===== RECORDS PROVIDED =====

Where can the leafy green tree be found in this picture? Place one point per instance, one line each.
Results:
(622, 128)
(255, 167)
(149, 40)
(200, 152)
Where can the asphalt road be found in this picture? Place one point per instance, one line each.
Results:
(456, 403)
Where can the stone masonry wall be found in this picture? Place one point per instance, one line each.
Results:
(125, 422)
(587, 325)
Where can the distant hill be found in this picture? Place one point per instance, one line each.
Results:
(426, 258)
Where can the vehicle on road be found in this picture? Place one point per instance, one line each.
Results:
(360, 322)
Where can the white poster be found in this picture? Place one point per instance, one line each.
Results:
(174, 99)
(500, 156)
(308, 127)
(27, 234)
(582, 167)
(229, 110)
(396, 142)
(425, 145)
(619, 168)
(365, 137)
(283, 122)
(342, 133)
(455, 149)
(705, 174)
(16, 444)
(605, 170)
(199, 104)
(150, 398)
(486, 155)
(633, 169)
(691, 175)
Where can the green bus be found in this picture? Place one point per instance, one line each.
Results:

=====
===== RECORDS PROVIDED =====

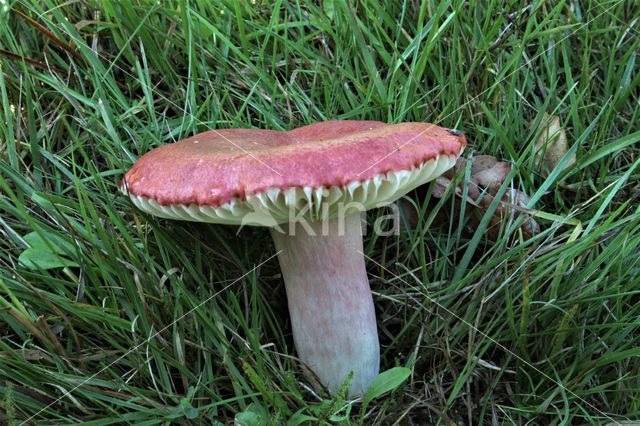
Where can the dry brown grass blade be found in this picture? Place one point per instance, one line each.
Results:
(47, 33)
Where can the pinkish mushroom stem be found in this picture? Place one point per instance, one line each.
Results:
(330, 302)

=====
===== RECORDS PROVIDED =====

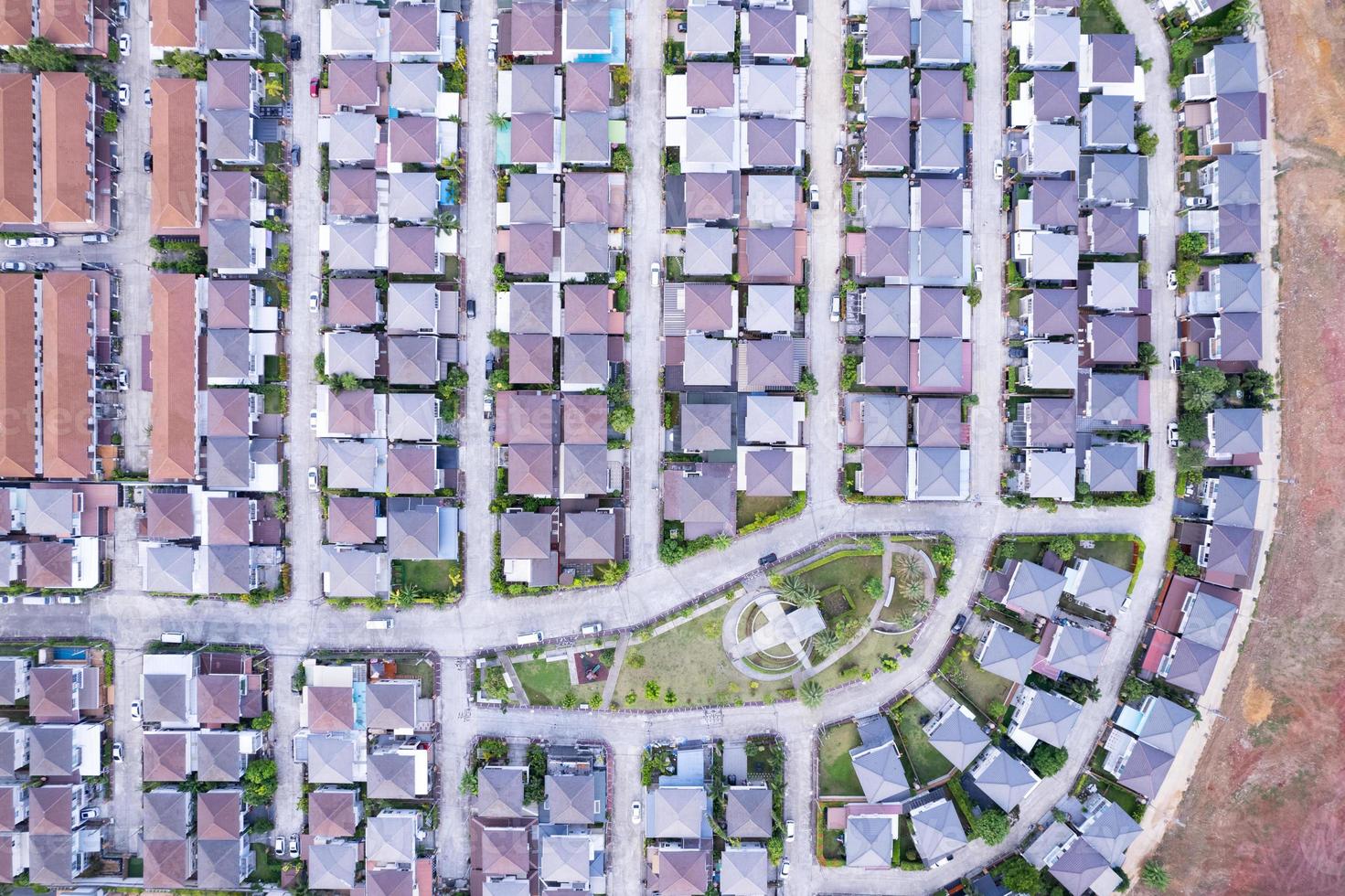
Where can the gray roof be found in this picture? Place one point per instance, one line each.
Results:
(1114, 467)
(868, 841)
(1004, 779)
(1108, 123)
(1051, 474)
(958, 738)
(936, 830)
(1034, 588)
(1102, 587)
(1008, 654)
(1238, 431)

=====

> **TO BE DONE**: Put the lines of the records above into a Markdown table with the columns Row and Line, starting at the line that contains "Where can the gray" and ending at the line that contains "(1238, 431)". Number each row, include both end lines, and leave out any blank lines.

> **RESULT OF THE EXERCISE**:
| Row | Line |
|---|---|
| 1 | Where can the gray roof be found in this picture? Place one point per instance, one line each. |
| 2 | Results: |
| 3 | (1114, 467) |
| 4 | (868, 841) |
| 5 | (1004, 779) |
| 6 | (1108, 123) |
| 7 | (1051, 474) |
| 8 | (958, 738) |
| 9 | (936, 830) |
| 10 | (1034, 588) |
| 11 | (1102, 587) |
| 12 | (1008, 654) |
| 13 | (1238, 431) |